The pregnancy of Marie Louise had been free from accident, and promised a happy deliverance, which was awaited by the Emperor with an impatience in which France had joined for a long while. It was a curious thing to observe the state of the public mind, while the people formed all sorts of conjectures, and made unanimous and ardent prayers that the child should be a son, who might receive the vast inheritance of Imperial glory. The 19th of March, at seven o'clock in the evening, the Empress was taken ill; and from that moment the whole palace was in commotion. The Emperor was informed, and sent immediately for M. Dubois, who had been staying constantly at the chateau for some time past, and whose attentions were so valued at such a time.
All the private household of the Empress, as well as Madame de Montesquieu, were gathered in the apartment, the Emperor, his mother, sisters, Messieurs Corvisart, Bourdier, and Yvan in an adjoining room.
The Emperor came in frequently, and encouraged his young wife. In the interior of the palace, the attention was eager, impassioned, clamorous; and each vied with the other as to who should first have the news of the birth of the child. At five o'clock in the morning, as the situation of the Empress continued the same, the Emperor ordered every one to retire, and himself withdrew in order to take his bath; for the anxiety he had undergone made a moment of repose very necessary to him in his great agitation. After fifteen minutes spent in the bath he was hastily summoned, as the condition of the Empress had become both critical and dangerous. Hastily throwing on his dressing-gown, he returned to the apartment of the Empress, and tenderly encouraged her, holding her hand. The physician, M. Dubois, informed him that it was improbable both mother and child could be saved; whereupon he cried, "Come, M. Dubois, keep your wits about you! Save the mother, think only of the mother, I order you."
As the intense suffering continued, it became necessary to use instruments; and Marie Louise, perceiving this, exclaimed with bitterness, "Is it necessary to sacrifice me because I am an Empress?" The Emperor overcome by his emotions had retired to the dressing-room, pale as death, and almost beside himself. At last the child came into the world; and the Emperor immediately rushed into the apartment, embracing the Empress with extreme tenderness, without glancing at the child, which was thought to be dead; and in fact, it was seven minutes before he gave any signs of life, though a few drops of brandy were blown into his mouth and many efforts made to revive him. At last he uttered a cry.
The Emperor rushed from the Empress's arms to embrace this child, whose birth was for him the last and highest favor of fortune, and seemed almost beside himself with joy, rushing from the son to the mother, from the mother to the son, as if he could not sufficiently feast his eyes on either. When he entered his room to make his toilet, his face beamed with joy; and, seeing me, he exclaimed, "Well, Constant, we have a big boy! He is well made to pinch ears for example;" announcing it thus to every one he met. It was in these effusions of domestic bliss that I could appreciate how deeply this great soul, which was thought impressible only to glory, felt the joys of family life.

--------------------------------------------------

◆ REQUIREMENTS ◆
Please rewrite everything from "As the intense" down to "uttered a cry." in the account of the imperial birth, putting "cognac" in place of "brandy".

◆ MATERIAL PROVIDED ◆
--------------------------------------------------

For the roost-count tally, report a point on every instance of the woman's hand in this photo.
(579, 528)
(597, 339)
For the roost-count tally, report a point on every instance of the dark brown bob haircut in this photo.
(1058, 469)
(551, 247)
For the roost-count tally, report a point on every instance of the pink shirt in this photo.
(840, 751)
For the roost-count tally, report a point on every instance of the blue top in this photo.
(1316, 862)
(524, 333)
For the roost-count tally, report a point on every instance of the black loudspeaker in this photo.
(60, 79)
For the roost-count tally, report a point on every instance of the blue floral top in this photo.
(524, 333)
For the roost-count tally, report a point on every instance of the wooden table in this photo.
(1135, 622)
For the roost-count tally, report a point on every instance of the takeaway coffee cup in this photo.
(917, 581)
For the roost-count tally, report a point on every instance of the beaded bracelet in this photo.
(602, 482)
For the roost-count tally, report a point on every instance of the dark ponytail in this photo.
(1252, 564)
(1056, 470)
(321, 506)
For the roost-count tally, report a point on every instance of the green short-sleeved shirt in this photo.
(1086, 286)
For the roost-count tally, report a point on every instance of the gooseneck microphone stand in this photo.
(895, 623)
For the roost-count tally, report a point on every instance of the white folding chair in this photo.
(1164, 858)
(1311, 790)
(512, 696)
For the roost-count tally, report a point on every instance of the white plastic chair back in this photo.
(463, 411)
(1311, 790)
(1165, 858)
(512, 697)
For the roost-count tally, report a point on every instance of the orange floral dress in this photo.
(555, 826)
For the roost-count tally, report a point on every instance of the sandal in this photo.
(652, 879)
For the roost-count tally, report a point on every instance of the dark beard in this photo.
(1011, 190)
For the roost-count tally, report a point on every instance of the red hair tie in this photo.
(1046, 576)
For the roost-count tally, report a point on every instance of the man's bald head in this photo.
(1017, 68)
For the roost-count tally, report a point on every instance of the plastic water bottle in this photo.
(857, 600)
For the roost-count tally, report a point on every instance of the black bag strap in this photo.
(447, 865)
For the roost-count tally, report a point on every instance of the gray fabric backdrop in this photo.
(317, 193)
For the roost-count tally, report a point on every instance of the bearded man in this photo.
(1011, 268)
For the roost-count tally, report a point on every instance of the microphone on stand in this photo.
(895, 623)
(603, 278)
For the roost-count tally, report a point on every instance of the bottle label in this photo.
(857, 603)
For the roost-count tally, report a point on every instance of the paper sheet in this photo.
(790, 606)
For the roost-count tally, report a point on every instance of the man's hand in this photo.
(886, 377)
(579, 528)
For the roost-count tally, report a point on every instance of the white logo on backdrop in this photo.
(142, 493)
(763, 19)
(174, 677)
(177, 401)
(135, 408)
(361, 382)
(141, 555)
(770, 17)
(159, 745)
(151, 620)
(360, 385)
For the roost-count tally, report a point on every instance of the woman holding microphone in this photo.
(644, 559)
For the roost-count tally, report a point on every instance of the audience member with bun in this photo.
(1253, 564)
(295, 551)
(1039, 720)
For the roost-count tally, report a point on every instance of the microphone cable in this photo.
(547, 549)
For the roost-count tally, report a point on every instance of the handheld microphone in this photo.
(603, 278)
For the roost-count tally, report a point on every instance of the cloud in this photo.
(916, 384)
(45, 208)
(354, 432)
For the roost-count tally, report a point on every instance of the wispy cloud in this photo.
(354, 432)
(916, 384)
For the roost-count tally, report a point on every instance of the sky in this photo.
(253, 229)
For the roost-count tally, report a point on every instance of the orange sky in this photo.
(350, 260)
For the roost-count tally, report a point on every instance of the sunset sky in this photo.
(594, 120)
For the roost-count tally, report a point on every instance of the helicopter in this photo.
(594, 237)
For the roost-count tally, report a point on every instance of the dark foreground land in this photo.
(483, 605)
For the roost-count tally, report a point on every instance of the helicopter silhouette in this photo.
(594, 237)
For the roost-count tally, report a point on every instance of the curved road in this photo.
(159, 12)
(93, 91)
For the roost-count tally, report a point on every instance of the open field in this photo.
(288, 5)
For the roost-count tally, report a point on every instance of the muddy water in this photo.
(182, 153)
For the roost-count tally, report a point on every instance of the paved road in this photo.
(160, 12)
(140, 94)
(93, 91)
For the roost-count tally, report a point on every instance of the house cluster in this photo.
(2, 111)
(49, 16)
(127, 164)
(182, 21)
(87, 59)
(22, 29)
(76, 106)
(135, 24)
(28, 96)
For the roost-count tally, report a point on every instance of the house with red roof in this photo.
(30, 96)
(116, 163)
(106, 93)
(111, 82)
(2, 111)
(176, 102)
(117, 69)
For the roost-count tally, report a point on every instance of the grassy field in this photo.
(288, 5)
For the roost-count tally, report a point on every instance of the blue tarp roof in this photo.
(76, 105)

--------------------------------------------------

◆ EXERCISE OUTPUT ◆
As the intense suffering continued, it became necessary to use instruments; and Marie Louise, perceiving this, exclaimed with bitterness, "Is it necessary to sacrifice me because I am an Empress?" The Emperor overcome by his emotions had retired to the dressing-room, pale as death, and almost beside himself. At last the child came into the world; and the Emperor immediately rushed into the apartment, embracing the Empress with extreme tenderness, without glancing at the child, which was thought to be dead; and in fact, it was seven minutes before he gave any signs of life, though a few drops of cognac were blown into his mouth and many efforts made to revive him. At last he uttered a cry.